◆ CONSIGNE A: Reproduisez l'extrait sur les grossistes en médicaments, en commençant par « La situation est » et en allant jusqu'à « 68 % du CA. ».
◆ CONSIGNE B: Donnez la suite de l'extrait sur les grossistes en médicaments, à partir de sa dernière phrase.

◆ EXTRAIT:
========================================================================

Pour leur approvisionnement en médicaments, les trois répartiteurs dépendent d’un nombre relativement limité de fabricants. Chez McKesson, les 10 principaux fournisseurs représentent 70 % de l’approvisionnement total, contre 48 % chez Cencora ; chez Cardinal Health, 39 % des médicaments proviennent de cinq fournisseurs seulement. S’agissant des acheteurs, la concentration est encore plus importante : Cardinal Health réalise 25 % de son CA chez CVS Health et 16 % chez Optum Rx. Ses cinq plus gros clients apportent 51 % du CA.

La situation est similaire chez Cencora et McKesson. Walgreens Boots Alliance est le premier client de Cencora (26 % du CA) ; vient ensuite Express Scripts (14 %). Chez Cencora, 66 % du CA sont assurés par les 10 clients principaux. Le plus gros client de McKesson est CVS Health (27 % du CA), et chez ce dernier, les plus grands clients fournissent 68 % du CA.

Une telle concentration des achats constitue un risque. McKesson, par exemple, a souffert de la faillite de la chaîne de pharmacies Rite Aid : les résultats publiés le mois dernier pour le troisième trimestre de son exercice font état d’une provision de 515 millions de dollars pour des défauts de paiement sur des produits livrés. En conséquence, l’entreprise a abaissé ses prévisions de cash-flow disponible pour l’exercice, de 3,7-4,1 à 3,2-3,6 milliards de dollars.

Spécialités

Les marges bénéficiaires des grossistes traditionnels étant généralement faibles, tant Cardinal Health que Cencora et McKesson développent des activités plus rentables : logiciels, consultance… Ainsi McKesson approvisionne-t-elle en médicaments et gère-t-elle les stocks de 2.500 cabinets d’oncologie, réseau auquel elle propose aussi des logiciels de gestion opérationnelle et financière.

Cencora est également bien positionnée sur ce marché, à l’inverse de Cardinal Health. Toutefois, cette dernière fabrique et distribue des radiopharmaceutiques. Par ailleurs, Cencora s’est spécialisée dans le transport international de médicaments complexes.

========================================================================

◆ DONNÉES BRUTES:
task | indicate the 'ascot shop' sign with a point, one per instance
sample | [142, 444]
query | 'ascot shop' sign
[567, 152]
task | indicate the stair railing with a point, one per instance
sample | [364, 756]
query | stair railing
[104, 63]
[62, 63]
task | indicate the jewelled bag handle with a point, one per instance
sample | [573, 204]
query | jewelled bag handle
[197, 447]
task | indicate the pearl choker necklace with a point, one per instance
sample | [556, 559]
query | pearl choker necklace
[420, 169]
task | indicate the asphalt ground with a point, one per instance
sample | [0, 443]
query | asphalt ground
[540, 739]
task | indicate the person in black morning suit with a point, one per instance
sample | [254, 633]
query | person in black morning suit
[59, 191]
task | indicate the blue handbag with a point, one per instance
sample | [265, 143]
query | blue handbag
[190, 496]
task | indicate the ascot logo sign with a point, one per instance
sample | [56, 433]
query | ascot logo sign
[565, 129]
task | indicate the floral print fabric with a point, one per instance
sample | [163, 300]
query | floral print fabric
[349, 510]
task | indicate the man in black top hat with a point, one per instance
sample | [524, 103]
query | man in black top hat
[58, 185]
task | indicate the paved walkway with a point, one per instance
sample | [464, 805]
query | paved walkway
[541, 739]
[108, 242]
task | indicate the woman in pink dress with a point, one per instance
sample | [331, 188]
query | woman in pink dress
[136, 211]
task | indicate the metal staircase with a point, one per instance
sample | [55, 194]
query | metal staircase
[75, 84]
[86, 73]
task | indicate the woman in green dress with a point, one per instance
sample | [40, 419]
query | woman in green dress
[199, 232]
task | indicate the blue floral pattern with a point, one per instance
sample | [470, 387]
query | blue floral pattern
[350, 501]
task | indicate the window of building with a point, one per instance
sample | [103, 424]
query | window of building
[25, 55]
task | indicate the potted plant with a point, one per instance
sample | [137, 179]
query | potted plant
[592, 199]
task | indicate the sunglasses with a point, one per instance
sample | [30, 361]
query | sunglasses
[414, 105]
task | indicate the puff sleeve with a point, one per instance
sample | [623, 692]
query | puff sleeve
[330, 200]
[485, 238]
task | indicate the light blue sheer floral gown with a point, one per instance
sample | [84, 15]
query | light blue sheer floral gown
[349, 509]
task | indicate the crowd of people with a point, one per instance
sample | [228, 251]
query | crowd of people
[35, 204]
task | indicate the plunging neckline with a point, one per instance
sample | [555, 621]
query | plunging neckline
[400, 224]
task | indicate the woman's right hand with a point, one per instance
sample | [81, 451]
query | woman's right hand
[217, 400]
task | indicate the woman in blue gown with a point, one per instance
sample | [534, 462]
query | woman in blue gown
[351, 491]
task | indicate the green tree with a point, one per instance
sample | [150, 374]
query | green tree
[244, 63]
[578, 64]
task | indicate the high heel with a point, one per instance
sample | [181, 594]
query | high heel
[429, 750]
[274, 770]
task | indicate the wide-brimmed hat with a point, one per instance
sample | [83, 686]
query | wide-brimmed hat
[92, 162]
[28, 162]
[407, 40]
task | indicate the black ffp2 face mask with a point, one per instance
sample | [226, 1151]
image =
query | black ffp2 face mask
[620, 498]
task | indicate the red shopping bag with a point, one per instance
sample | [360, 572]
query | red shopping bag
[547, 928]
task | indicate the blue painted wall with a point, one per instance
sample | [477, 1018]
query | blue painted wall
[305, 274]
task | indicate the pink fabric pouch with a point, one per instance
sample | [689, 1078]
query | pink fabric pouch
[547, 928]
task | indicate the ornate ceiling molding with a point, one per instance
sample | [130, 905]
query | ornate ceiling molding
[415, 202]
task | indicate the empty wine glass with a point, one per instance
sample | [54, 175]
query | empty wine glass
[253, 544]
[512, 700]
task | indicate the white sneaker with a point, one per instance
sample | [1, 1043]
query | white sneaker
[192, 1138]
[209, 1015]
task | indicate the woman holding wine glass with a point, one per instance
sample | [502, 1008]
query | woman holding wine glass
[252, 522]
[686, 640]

========================================================================

◆ RÉPONSE A:
La situation est similaire chez Cencora et McKesson. Walgreens Boots Alliance est le premier client de Cencora (26 % du CA) ; vient ensuite Express Scripts (14 %). Chez Cencora, 66 % du CA sont assurés par les 10 clients principaux. Le plus gros client de McKesson est CVS Health (27 % du CA), et chez ce dernier, les plus grands clients fournissent 68 % du CA.

◆ RÉPONSE B:
Croissance des dividendes

La position centrale de ces trois acteurs dans la chaîne du médicament et les contrats conclus sur une longue durée leur ont permis de générer des bénéfices relativement stables au cours des 10 dernières années, ce qui s’est traduit par une croissance soutenue du dividende et des rachats d’actions (lire l’encadré “Pluie de dividendes” ci-dessous). Sur ces 20 dernières années, Cencora et McKesson – mais pas Cardinal Health – ont nettement surperformé l’indice S&P 500. Ces dernières années, l’Ebit des trois répartiteurs a progressé un peu plus rapidement que la moyenne historique, si bien qu’une normalisation s’esquisse. Néanmoins, tant Cardinal Health que Cencora et McKesson ont récemment revu à la hausse leurs prévisions de bénéfices pour l’exercice en cours.

Cencora et McKesson, nos favoris

Les actions des distributeurs pharmaceutiques resteront intéressantes ces prochaines années. Nous considérons que Cencora – dont Walgreens Boots Alliance détient pour l’heure 13 %, une position qu’il cherche à réduire – et McKesson sont dignes d’achat, du fait de leur bon positionnement sur le segment spécialisé, bien plus rentable. Mais nous conseillons de conserver Cardinal Health, dans l’attente que la restructuration en cours porte ses fruits.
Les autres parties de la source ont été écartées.